--- EXERCISE OBJECTIVE ---
In the records below, some lines contain "Pick"; state the number of such lines and nothing else.

Items from a dataset
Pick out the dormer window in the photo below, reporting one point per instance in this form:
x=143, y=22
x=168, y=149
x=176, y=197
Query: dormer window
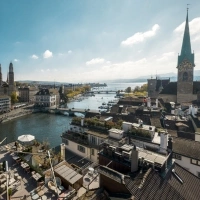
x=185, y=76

--

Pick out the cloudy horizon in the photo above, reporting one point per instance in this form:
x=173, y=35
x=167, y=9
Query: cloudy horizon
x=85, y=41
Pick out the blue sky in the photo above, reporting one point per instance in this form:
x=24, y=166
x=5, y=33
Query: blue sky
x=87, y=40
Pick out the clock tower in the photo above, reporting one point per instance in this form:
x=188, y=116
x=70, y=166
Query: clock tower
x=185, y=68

--- YOUR SOLUTION ---
4